Exercise objective:
Instruction for the entries that follow: retype exactly the lines from the line with "Query: wooden door" to the line with "The component shall point out each instance of the dark", both included, and omit all others.

==================================================

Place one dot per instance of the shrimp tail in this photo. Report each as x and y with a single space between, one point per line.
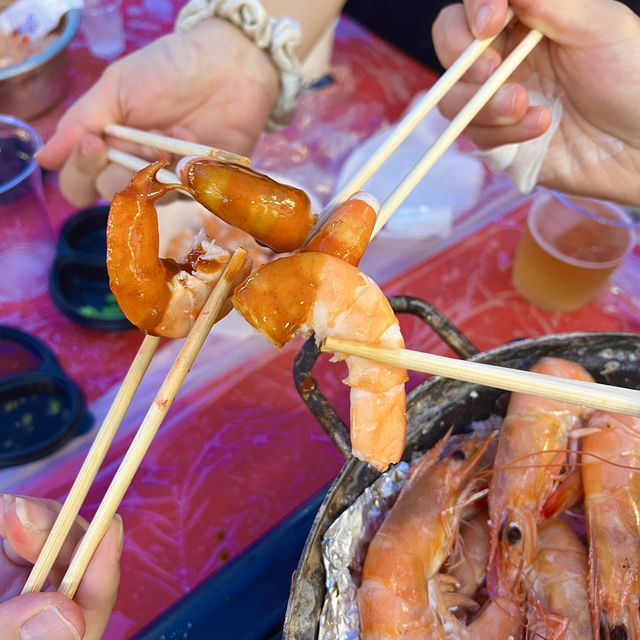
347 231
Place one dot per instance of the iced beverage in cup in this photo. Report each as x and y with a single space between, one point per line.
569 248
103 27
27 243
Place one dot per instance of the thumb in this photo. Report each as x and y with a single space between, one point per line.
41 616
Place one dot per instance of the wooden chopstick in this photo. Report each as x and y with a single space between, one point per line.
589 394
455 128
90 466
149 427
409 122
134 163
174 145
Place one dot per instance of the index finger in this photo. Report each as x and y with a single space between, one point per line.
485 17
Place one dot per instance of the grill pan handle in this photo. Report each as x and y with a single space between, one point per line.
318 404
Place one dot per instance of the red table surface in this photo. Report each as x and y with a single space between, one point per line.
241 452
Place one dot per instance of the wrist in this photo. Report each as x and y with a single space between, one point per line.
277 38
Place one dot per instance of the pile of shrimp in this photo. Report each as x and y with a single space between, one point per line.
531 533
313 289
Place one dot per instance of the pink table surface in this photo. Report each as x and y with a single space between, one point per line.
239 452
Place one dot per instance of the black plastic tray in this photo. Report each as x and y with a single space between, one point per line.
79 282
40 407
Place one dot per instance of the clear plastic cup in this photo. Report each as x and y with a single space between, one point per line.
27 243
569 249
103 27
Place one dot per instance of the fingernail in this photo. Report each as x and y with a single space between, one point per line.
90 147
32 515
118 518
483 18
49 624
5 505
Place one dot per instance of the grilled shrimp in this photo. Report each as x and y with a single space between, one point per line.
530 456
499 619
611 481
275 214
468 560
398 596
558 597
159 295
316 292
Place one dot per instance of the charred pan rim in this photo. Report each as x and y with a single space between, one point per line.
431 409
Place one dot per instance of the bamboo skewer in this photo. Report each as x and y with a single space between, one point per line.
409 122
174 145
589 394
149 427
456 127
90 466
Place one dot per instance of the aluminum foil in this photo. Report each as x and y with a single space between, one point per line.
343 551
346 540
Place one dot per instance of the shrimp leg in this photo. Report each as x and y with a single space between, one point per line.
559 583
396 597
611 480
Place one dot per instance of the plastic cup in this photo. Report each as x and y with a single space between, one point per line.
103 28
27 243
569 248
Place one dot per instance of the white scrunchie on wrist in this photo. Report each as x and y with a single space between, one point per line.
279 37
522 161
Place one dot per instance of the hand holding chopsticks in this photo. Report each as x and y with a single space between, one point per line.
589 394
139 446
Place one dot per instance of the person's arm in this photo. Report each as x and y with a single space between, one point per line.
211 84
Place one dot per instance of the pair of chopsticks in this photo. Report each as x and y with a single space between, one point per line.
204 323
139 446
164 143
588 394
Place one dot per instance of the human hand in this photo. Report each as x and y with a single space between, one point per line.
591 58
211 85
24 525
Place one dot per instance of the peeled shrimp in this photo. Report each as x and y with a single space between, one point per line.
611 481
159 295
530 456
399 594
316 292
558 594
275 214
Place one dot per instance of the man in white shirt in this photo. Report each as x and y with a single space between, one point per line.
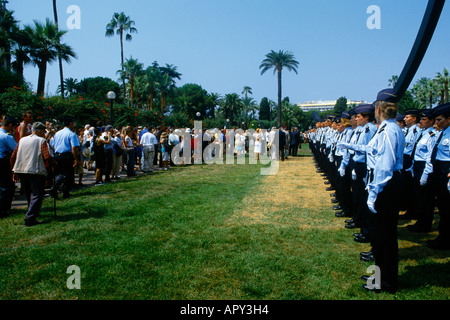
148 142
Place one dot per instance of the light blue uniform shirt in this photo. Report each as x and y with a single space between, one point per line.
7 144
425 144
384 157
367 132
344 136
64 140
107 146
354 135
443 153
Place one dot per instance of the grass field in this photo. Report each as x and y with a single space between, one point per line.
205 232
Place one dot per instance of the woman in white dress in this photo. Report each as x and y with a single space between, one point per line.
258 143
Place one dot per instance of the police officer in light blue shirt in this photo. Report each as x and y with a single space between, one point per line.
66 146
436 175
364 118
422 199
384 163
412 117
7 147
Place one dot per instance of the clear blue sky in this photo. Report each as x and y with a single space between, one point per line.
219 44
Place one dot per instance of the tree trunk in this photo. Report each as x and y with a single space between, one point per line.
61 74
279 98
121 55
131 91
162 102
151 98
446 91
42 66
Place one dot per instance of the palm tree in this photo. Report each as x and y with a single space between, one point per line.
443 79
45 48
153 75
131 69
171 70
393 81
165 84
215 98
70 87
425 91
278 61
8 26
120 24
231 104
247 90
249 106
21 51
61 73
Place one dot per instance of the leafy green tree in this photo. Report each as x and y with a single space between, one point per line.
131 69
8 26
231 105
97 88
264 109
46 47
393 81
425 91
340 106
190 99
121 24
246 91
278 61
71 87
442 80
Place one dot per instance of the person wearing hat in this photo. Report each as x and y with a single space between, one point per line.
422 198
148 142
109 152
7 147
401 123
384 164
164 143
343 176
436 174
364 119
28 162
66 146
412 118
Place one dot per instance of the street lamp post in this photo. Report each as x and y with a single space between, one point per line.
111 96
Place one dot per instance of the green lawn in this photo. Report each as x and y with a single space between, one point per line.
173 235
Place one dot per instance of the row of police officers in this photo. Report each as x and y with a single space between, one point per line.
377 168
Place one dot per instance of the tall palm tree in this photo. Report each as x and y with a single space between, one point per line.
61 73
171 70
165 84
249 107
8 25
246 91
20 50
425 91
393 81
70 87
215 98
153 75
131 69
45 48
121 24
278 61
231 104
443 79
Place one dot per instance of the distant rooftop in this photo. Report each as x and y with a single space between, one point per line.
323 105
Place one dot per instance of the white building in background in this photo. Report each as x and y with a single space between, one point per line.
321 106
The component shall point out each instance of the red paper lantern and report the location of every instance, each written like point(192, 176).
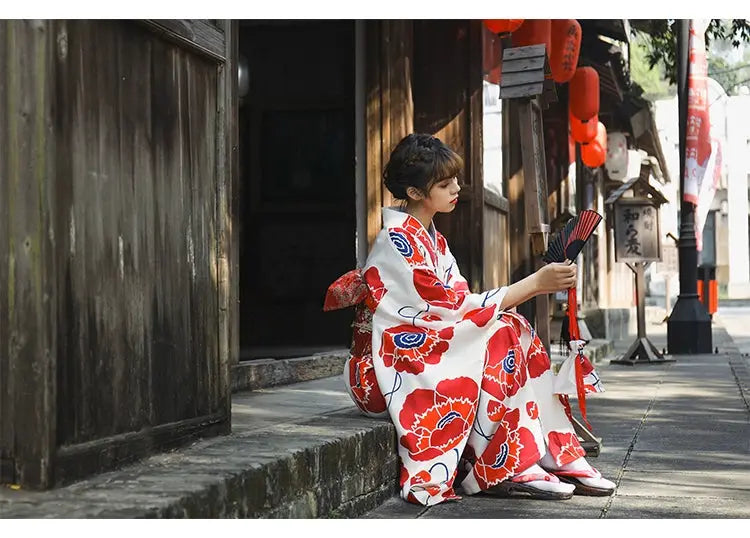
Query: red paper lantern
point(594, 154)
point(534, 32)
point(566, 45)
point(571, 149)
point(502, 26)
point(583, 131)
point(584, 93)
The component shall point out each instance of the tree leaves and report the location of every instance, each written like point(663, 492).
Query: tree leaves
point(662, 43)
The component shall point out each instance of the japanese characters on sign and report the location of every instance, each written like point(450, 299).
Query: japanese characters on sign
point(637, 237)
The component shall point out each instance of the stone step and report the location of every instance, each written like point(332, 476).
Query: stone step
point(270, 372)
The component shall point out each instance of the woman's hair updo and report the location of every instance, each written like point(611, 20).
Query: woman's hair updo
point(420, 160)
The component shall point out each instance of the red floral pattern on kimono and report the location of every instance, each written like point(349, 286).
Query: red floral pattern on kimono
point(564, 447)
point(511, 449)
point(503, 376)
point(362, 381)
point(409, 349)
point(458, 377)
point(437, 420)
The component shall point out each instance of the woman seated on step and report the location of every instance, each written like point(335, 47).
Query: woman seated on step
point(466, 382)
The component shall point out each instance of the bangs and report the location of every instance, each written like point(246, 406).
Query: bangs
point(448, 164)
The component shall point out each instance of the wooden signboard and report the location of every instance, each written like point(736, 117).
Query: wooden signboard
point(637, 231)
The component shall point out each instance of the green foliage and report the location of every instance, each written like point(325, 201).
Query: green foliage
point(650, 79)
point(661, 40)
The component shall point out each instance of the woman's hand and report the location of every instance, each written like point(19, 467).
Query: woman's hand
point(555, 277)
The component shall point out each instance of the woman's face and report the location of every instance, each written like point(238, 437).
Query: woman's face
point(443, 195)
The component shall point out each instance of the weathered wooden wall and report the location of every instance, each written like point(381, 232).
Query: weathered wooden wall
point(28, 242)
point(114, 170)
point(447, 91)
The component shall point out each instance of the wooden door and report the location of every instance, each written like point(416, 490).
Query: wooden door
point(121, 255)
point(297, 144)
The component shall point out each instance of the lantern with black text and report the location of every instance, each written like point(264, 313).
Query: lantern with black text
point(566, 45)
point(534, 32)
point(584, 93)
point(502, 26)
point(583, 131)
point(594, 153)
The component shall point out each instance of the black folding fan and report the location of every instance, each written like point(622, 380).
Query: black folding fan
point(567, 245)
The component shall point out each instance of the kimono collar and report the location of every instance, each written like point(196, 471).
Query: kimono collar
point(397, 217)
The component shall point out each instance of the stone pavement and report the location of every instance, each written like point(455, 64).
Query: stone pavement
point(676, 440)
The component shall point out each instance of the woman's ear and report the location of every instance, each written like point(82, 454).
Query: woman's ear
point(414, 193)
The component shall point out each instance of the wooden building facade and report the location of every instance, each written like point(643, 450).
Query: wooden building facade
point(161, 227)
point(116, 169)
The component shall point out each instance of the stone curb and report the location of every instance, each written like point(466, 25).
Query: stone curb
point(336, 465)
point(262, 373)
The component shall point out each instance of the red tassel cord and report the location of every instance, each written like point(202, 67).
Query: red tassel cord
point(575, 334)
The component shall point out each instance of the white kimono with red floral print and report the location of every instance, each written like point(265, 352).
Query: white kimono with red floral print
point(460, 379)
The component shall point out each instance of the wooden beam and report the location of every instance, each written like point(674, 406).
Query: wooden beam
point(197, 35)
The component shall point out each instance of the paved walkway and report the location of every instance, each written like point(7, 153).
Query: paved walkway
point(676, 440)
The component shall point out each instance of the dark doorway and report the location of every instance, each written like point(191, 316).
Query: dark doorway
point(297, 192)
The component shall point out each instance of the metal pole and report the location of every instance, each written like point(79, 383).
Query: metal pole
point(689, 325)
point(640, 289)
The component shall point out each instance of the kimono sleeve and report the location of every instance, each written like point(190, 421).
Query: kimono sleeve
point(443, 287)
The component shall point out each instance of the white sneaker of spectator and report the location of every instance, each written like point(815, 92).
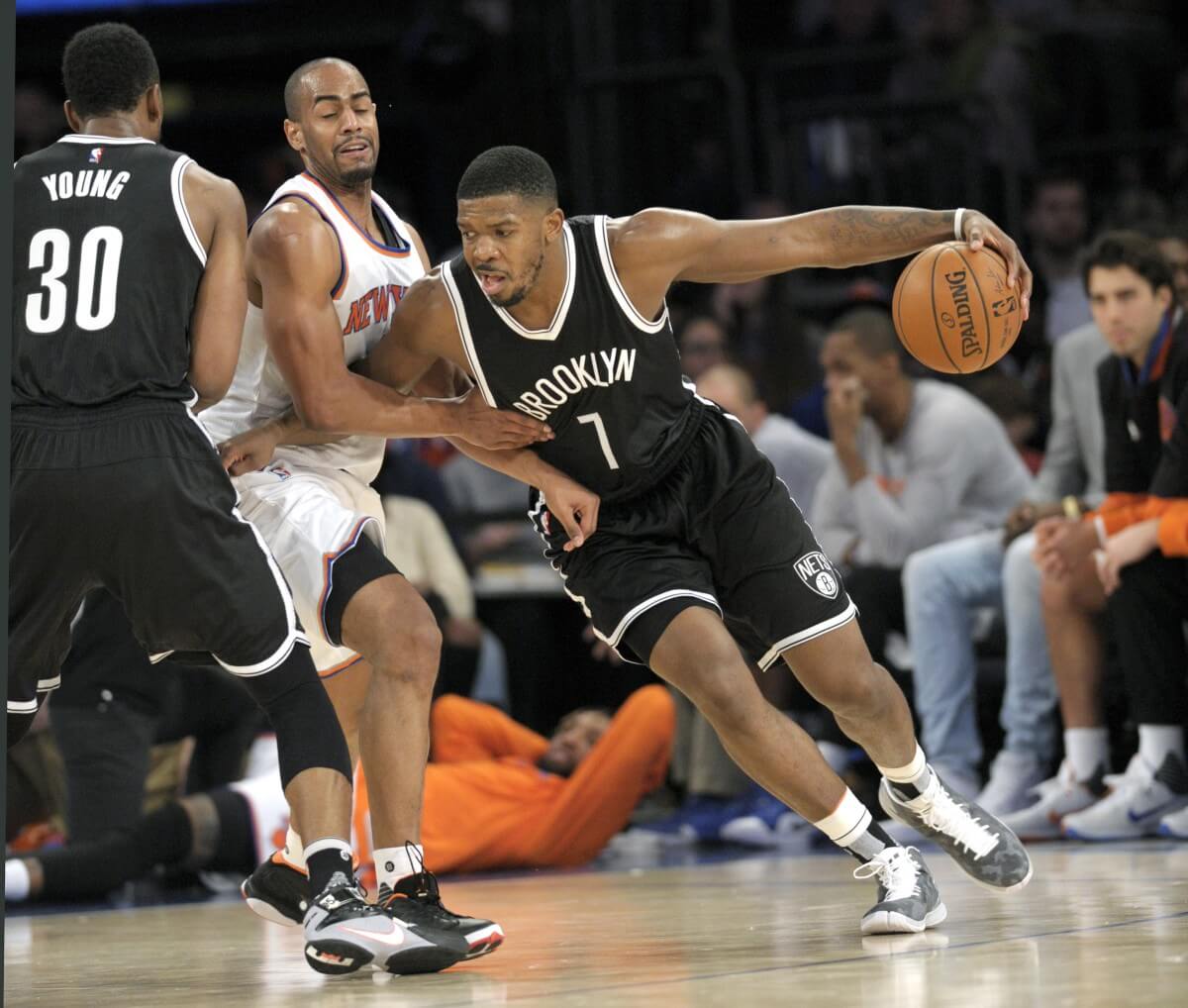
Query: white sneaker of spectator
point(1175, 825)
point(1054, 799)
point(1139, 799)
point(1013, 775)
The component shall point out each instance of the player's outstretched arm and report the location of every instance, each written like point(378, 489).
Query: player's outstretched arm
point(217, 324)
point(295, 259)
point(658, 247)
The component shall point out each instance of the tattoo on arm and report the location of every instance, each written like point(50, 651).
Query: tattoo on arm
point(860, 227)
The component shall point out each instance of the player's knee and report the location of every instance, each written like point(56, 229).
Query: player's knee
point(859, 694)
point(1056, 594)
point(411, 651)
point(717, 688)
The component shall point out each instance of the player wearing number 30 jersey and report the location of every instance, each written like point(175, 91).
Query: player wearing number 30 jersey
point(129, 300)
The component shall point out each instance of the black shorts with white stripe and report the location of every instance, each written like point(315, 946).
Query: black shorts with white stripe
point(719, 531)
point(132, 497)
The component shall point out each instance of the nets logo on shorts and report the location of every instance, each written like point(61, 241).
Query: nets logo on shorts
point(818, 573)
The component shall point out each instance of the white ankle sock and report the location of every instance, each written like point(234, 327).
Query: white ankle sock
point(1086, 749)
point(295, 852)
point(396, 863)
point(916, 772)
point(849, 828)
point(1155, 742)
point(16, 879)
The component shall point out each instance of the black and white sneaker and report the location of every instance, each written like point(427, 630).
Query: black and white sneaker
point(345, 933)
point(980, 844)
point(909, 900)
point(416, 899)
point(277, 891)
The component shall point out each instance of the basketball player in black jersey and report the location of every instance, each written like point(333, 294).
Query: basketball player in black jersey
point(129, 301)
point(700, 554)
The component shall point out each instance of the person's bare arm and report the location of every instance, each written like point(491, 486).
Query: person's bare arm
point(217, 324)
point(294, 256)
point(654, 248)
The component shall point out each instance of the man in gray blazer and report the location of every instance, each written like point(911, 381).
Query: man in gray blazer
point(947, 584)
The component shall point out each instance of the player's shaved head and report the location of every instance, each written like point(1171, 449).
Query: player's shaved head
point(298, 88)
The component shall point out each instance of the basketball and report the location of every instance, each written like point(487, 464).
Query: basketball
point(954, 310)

==================================================

Exercise answer:
Query: wooden door
point(121, 255)
point(297, 144)
The component shall point out each instance of the lantern with black text and report the location of every instance, each written like point(264, 313).
Query: lantern with black text
point(566, 45)
point(534, 32)
point(584, 93)
point(502, 26)
point(583, 131)
point(594, 153)
The component shall point out each instance of the black folding fan and report the location of every instance, each written like point(622, 380).
Query: black folding fan
point(567, 245)
The component shall point out each instance of the kimono collar and report the location of every instance, each written like point(196, 471).
Query: kimono collar
point(397, 217)
The component shall point out each instance of the stone pavement and report the location of every instance, each written like point(455, 64).
Query: stone pavement
point(676, 440)
The component shall point out each instance of the woman's ear and report the location of every instance, each written like point(82, 454).
Query: woman's ear
point(414, 193)
The component shall point out each instance of the wooden building facade and report the location of every instance, each written like point(643, 450).
Query: wooden building facade
point(161, 227)
point(116, 169)
The component shall point out each instance of the stone curb and report the location of every instance, each written like point(466, 25).
Query: stone curb
point(336, 465)
point(262, 373)
The component shall point out each instance of the red tassel cord and report the location of every instance, each written like point(202, 67).
Query: red tassel cord
point(575, 334)
The component shall point out each instance of the white kimono with red floral print and report the location of every instance, each written like point(265, 352).
Query: white kimono with red floral print
point(460, 379)
The component shall point out each instance of the wooden beam and report the location of every instance, each written like point(674, 406).
Query: wooden beam
point(197, 35)
The component shall point out each instance of the paved walkway and report the location of every instance, each written like point(7, 153).
Query: paved walkway
point(676, 440)
The component shall point out each instance of the dark doorway and report the location of every instance, each written like point(191, 316).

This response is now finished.